▶ _OBJECTIVE 1_:
Answer these questions about the Dawn doll article:
(a) How tall are Dawn dolls?
(b) Which company reissued the dolls in 2004?
(c) Who owns the Dawn Model Agency?

▶ _EXCERPT TO READ_:
= = = = =
= Dawn doll =

Fashion doll by Topper

Dawn dolls are small fashion dolls that were made by Topper Toys between 1970 and 1973. They measure 6.5 inches in height and have painted eyes and lips. The girl dolls feature rooted hair and eyelashes. The boy dolls have molded hair.

The dolls were quite popular and they topped sales of Barbie for a while, but were discontinued when Topper went out of business in 1973. The dolls were reissued in 2000 by Checkerboard as a 30-year commemoration of the first Dawn dolls made by Topper, and then again in 2004 by Toy O Rama. However, neither company was able to sustain reissues and shut off production shortly afterwards. Mattel's Rockflowers, produced in 1971, were in direct competition with Dawn. In England, Palitoy had a doll of similar size known as Pippa. Although no longer manufactured, Dawn dolls are quite popular as collector's items.

==Story==
Dawn is the owner and top model of the Dawn Model Agency. All of her best friends are models for her company too. Angie, Jessica, Dale, Glori, and Longlocks are all Dawn's best friends. Gary, Ron, and Van are the handsome boyfriends who come see the girls in their fashion shows.

==Characteristics==
The basic Dawn dolls were made of vinyl with hard torsos, softer arms, and bendable legs. The dolls' feet feature holes in the bottoms, which could be inserted onto pegs on their plastic doll stands, and other various accessories.
= = = = =
▶ _MATERIAL FOR THIS TASK_:
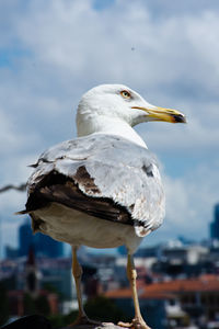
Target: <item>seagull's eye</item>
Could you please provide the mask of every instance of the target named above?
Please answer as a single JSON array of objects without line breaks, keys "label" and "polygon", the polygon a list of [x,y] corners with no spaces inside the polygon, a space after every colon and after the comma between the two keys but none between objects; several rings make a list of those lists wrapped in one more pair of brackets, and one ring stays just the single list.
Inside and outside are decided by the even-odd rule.
[{"label": "seagull's eye", "polygon": [[127,90],[120,91],[120,95],[122,95],[124,99],[130,99],[130,92],[128,92]]}]

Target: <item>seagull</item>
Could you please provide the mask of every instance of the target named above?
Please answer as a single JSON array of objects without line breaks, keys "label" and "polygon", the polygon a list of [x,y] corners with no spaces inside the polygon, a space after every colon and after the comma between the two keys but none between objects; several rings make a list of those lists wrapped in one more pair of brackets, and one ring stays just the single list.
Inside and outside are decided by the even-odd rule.
[{"label": "seagull", "polygon": [[72,247],[79,306],[72,326],[95,324],[82,305],[78,248],[126,246],[135,317],[118,325],[149,328],[140,313],[134,253],[162,224],[165,200],[157,159],[132,127],[152,121],[185,123],[186,118],[176,110],[151,105],[126,86],[97,86],[79,102],[78,138],[53,146],[32,166],[27,202],[19,214],[30,214],[33,232]]}]

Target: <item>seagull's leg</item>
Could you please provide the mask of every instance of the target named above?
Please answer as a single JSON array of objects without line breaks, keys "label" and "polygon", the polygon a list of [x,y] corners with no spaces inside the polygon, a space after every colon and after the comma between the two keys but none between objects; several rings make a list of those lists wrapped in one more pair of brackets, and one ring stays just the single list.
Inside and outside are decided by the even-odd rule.
[{"label": "seagull's leg", "polygon": [[131,324],[118,322],[118,326],[126,327],[126,328],[127,327],[136,328],[136,329],[151,329],[150,327],[147,326],[147,324],[145,322],[140,314],[140,307],[139,307],[138,294],[136,287],[137,272],[135,269],[132,254],[128,254],[127,276],[130,283],[132,298],[134,298],[135,318],[132,319]]},{"label": "seagull's leg", "polygon": [[81,293],[81,276],[82,276],[82,268],[79,264],[78,258],[77,258],[77,249],[78,247],[72,247],[72,274],[76,282],[76,292],[77,292],[77,298],[78,298],[78,305],[79,305],[79,314],[70,327],[77,326],[77,325],[100,325],[97,321],[90,320],[83,309],[83,303],[82,303],[82,293]]}]

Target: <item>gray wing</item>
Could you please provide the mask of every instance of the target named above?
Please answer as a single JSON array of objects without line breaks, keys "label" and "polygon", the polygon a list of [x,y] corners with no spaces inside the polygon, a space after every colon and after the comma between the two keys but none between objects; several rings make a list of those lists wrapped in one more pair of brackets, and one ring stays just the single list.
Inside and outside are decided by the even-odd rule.
[{"label": "gray wing", "polygon": [[[56,172],[71,179],[87,201],[95,201],[93,209],[110,201],[114,208],[120,207],[131,218],[138,236],[162,224],[164,193],[157,161],[147,149],[125,138],[96,134],[67,140],[44,152],[33,167],[30,195],[42,180]],[[77,208],[77,198],[74,203]]]}]

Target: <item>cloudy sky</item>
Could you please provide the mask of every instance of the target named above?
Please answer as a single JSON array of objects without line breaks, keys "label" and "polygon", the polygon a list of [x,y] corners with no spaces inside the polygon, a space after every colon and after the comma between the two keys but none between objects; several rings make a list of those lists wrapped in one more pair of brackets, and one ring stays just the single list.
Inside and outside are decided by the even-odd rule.
[{"label": "cloudy sky", "polygon": [[[208,237],[219,202],[218,0],[1,0],[0,185],[22,183],[47,147],[76,137],[81,95],[124,83],[187,125],[137,127],[157,154],[164,225],[150,243]],[[0,195],[1,248],[16,245],[25,193]],[[1,250],[2,253],[2,250]]]}]

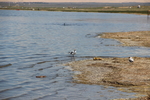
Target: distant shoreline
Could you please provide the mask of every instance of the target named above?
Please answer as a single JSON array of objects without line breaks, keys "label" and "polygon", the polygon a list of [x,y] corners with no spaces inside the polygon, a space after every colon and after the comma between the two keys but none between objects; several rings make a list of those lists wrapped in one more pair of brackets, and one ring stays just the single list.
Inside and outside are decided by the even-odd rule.
[{"label": "distant shoreline", "polygon": [[[138,8],[140,5],[140,8]],[[44,2],[0,2],[1,10],[32,10],[62,12],[95,12],[144,14],[150,10],[149,3],[44,3]]]}]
= = = = =
▶ _OBJECTIVE 2_: Please copy the stretch of the entries from the line containing "Target: distant shoreline" through the end of the entries, keeping every line unchanged.

▶ _WRITTEN ANSWER 1_:
(a) 6.5 inches
(b) Toy O Rama
(c) Dawn

▶ _WRITTEN ANSWER 2_:
Target: distant shoreline
Could you please provide the mask of every instance of the target named above?
Please answer as a single JSON array of objects without line breaks, keys "label" and "polygon", the polygon a list of [x,y] corners with no spaces inside the polygon, a space after every colon and after the comma between the two keys but none between objects; several rings make a list of those lists wrapped in one more pair of brackets, and one ring stays just the single list.
Inside and outside are decided by the even-odd rule.
[{"label": "distant shoreline", "polygon": [[[138,8],[140,5],[140,8]],[[44,2],[0,2],[1,10],[32,10],[62,12],[95,12],[144,14],[150,10],[149,3],[44,3]]]}]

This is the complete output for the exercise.